### [Task]
Show each line of the material below that contains the word "rock", copied in full.
════════
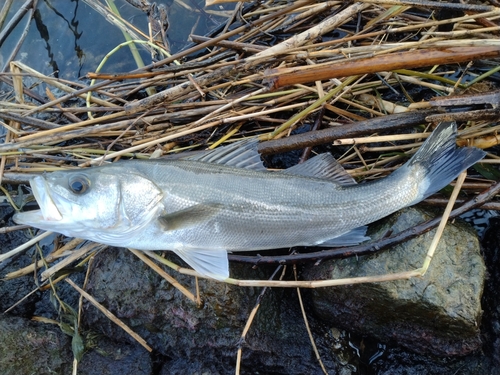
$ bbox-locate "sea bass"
[14,123,485,280]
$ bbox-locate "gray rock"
[0,315,73,375]
[304,208,485,355]
[83,249,333,375]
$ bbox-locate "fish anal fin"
[158,204,221,231]
[316,225,370,247]
[282,154,356,186]
[174,248,229,281]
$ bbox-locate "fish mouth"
[14,176,63,224]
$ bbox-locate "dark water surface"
[0,0,234,80]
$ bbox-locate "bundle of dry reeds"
[0,0,500,188]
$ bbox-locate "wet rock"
[481,217,500,365]
[83,249,330,374]
[304,208,485,355]
[78,336,153,375]
[0,315,73,375]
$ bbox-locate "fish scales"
[128,161,416,251]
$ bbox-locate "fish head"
[14,166,162,244]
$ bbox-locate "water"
[0,0,235,80]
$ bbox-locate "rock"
[304,208,485,356]
[78,336,153,375]
[83,249,330,375]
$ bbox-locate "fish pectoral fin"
[174,248,229,281]
[316,225,370,247]
[281,154,356,186]
[158,204,221,231]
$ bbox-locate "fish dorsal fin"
[183,138,266,171]
[174,248,229,281]
[283,153,356,186]
[158,204,221,231]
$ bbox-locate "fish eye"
[68,175,90,195]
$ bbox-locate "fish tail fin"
[405,122,486,204]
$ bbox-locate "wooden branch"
[266,46,500,89]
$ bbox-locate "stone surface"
[0,315,72,375]
[83,249,330,374]
[304,208,485,355]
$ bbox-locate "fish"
[14,122,485,280]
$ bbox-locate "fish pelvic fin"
[174,248,229,281]
[406,122,486,205]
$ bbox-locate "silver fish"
[14,123,485,280]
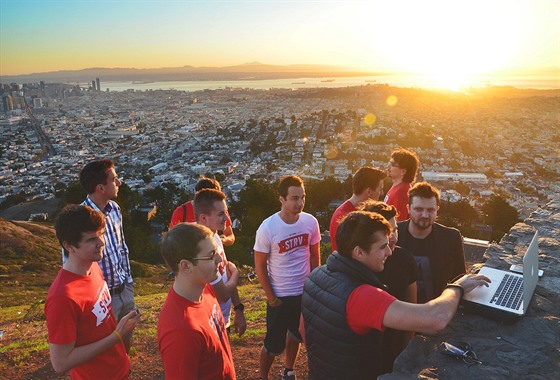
════════
### [Result of the task]
$ bbox-locate "gray rock"
$ bbox-locate "wet rock"
$ bbox-locate "rock"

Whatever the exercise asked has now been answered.